Text segment =
══════════

The steps to solve this problem is similar to the previous one except that you need to find out the repository names instead of developer names.

In [7]:
# This is the url you will scrape in this exercise
url = 'https://github.com/trending/python?since=daily'
driver.get(url)

In [8]:
repos = driver.find_elements(By.CLASS_NAME,'lh-condensed')
ranking = []
for element in repos:
    quitar = element.find_element(By.TAG_NAME, 'span').text # To remove user 'name/'' from element.text
    completo = element.find_element(By.TAG_NAME,'a').text #element.text
    repo_limpio = completo.replace(quitar,'').lstrip()
    ranking.append(repo_limpio)
ranking

['ailab',
 'covid-19-data',
 'Lurnby',
 'taobao_seckill',
 'QHack',
 'evojax',
 'bombcrypto-robot',
 'mlflow',
 'starlite',
 'projected_gan',
 'pandas',
 'frame-interpolation',
 'sphinx',
 'recommenders',
 'pydantic',
 'Paddle',
 'httpie',
 'wxpy',
 'pipelines',
 'examples',
 'spack',
 'moco',
 'pytube',
 'TikTok-Api',
 'cookiecutter-django']

#### Challenge 3 - Display all the image links from Walt Disney wikipedia page

In [9]:
# This is the url you will scrape in this exercise
url = 'https://en.wikipedia.org/wiki/Walt_Disney'
driver.get(url)

In [10]:
images = driver.find_elements(By.TAG_NAME,'img')
image_links = []
for element in images:
    image_links.append(element.get_attribute('src'))

══════════

Information shown =
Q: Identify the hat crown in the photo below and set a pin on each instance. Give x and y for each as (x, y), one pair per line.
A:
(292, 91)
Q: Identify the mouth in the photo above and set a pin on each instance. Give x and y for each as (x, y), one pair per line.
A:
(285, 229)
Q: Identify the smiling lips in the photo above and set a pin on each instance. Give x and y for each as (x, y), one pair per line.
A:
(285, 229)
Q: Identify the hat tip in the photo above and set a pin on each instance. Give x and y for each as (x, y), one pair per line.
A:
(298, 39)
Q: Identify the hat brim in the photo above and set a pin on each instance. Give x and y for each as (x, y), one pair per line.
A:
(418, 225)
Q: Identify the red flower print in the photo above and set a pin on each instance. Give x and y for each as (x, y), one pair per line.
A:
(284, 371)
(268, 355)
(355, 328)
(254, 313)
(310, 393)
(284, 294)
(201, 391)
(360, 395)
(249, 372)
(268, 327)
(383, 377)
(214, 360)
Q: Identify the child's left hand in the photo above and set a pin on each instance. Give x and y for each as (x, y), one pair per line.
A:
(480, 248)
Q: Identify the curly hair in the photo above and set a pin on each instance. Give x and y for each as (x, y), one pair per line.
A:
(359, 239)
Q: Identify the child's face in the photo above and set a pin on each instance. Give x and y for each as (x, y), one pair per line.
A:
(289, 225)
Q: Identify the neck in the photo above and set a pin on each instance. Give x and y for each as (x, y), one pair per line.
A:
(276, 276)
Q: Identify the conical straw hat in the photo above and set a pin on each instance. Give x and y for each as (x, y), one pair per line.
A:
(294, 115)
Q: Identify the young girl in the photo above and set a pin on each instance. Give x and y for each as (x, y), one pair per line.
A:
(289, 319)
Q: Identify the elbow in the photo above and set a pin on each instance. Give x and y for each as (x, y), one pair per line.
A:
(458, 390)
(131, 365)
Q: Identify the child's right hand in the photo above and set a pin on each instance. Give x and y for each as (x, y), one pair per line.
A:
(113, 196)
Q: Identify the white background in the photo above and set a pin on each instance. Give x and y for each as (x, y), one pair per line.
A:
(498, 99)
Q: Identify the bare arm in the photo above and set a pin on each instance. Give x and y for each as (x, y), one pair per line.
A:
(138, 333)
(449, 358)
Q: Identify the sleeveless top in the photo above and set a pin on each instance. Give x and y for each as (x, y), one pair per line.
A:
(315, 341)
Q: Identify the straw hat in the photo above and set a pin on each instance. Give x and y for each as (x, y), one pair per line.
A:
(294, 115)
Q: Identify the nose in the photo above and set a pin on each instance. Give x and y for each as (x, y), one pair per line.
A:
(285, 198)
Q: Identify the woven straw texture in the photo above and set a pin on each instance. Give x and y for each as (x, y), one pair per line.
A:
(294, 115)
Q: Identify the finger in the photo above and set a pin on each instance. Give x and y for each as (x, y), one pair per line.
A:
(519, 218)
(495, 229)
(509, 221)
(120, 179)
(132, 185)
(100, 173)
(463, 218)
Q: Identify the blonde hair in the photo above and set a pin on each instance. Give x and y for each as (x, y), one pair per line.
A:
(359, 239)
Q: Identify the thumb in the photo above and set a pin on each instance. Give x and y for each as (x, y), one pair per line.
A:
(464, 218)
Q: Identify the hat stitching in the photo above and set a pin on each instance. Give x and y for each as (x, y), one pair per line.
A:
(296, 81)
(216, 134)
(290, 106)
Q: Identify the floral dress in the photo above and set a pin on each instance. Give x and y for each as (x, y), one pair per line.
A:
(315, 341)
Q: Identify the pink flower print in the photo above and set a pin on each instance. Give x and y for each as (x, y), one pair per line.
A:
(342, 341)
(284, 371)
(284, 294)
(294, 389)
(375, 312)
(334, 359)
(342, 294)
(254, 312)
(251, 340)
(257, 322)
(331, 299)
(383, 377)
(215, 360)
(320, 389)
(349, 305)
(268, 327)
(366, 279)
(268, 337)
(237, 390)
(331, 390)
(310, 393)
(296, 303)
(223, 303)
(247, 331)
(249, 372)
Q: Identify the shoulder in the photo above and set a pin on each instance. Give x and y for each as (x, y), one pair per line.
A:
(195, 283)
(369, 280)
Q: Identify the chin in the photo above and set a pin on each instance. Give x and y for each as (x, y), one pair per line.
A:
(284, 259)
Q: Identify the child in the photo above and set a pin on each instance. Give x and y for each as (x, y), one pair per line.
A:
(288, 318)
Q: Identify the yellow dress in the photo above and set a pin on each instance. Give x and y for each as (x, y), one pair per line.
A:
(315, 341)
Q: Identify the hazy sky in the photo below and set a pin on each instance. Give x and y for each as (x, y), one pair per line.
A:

══════════

Tasks and exercises =
(1) In the web-scraping text, which class name is passed to find_elements to collect the trending repository entries?
(2) Extend the web-scraping text from its final line, keeping the same notebook format.

Responses by task =
(1) 'lh-condensed'

(2)
image_links[:10] #len(image_links) = 33

['https://upload.wikimedia.org/wikipedia/en/thumb/e/e7/Cscr-featured.svg/20px-Cscr-featured.svg.png',
 'https://upload.wikimedia.org/wikipedia/en/thumb/8/8c/Extended-protection-shackle.svg/20px-Extended-protection-shackle.svg.png',
 'https://upload.wikimedia.org/wikipedia/commons/thumb/d/df/Walt_Disney_1946.JPG/220px-Walt_Disney_1946.JPG',
 'https://upload.wikimedia.org/wikipedia/commons/thumb/8/87/Walt_Disney_1942_signature.svg/150px-Walt_Disney_1942_signature.svg.png',
 'https://upload.wikimedia.org/wikipedia/commons/thumb/c/c4/Walt_Disney_envelope_ca._1921.jpg/220px-Walt_Disney_envelope_ca._1921.jpg',
 'https://upload.wikimedia.org/wikipedia/commons/thumb/4/4d/Newman_Laugh-O-Gram_%281921%29.webm/220px-seek%3D2-Newman_Laugh-O-Gram_%281921%29.webm.jpg',
 'https://upload.wikimedia.org/wikipedia/commons/thumb/0/0d/Trolley_Troubles_poster.jpg/170px-Trolley_Troubles_poster.jpg',
 'https://upload.wikimedia.org/wikipedia/en/thumb/4/4e/Steamboat-willie.jpg/170px-Steamboat-willie.jpg',
 'http

#### Challenge 4 - Retrieve all links to pages on Wikipedia that refer to some kind of Python.

In [11]:
# This is the url you will scrape in this exercise
url ='https://en.wikipedia.org/wiki/Python'
driver.get(url)

In [12]:
lists = driver.find_elements(By.TAG_NAME,'li')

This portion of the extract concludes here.